=== Provided material ===
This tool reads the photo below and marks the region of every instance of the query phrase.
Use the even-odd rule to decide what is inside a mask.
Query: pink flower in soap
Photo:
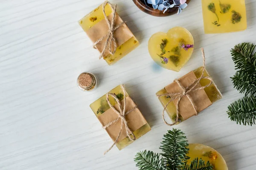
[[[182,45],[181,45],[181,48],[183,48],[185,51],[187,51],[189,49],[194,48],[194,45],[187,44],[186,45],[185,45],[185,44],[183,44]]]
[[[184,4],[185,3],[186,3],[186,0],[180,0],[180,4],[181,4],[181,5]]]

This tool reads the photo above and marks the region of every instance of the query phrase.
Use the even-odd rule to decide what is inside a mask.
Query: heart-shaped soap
* * *
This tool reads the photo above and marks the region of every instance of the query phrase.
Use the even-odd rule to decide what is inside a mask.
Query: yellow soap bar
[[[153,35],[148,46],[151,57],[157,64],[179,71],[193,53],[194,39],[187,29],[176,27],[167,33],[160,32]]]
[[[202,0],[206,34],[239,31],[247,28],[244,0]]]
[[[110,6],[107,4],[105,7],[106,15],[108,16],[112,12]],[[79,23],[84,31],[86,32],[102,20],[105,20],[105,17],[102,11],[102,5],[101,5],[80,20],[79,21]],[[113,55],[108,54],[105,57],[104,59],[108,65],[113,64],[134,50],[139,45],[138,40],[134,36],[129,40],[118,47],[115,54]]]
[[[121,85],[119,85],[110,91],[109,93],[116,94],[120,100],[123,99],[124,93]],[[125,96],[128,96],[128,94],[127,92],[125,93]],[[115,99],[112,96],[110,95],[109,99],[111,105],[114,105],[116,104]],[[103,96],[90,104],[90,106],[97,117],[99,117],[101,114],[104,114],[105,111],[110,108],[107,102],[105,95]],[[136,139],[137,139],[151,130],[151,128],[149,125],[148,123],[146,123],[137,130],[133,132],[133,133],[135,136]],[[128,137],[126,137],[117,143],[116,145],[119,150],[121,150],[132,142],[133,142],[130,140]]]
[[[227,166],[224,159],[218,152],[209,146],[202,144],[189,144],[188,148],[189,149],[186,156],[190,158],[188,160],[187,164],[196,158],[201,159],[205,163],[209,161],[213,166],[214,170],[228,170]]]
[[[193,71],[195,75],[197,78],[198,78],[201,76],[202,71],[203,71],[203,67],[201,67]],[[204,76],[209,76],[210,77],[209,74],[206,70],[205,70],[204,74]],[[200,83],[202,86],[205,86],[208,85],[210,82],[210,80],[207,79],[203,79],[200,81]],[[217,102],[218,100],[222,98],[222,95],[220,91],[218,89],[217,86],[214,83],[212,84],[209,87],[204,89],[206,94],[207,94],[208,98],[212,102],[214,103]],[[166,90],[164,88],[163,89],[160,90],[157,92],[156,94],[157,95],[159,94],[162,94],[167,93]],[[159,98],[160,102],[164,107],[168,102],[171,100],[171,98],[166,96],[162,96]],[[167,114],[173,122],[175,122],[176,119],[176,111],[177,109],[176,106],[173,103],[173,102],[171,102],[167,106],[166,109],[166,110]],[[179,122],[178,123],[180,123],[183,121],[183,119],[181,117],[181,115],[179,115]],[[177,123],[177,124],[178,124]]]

=== Set task ===
Return each line from the two blocks above that contains the word "soap".

=== Answer to this problem ===
Query: pink flower in soap
Query: heart-shaped soap
Query: yellow soap bar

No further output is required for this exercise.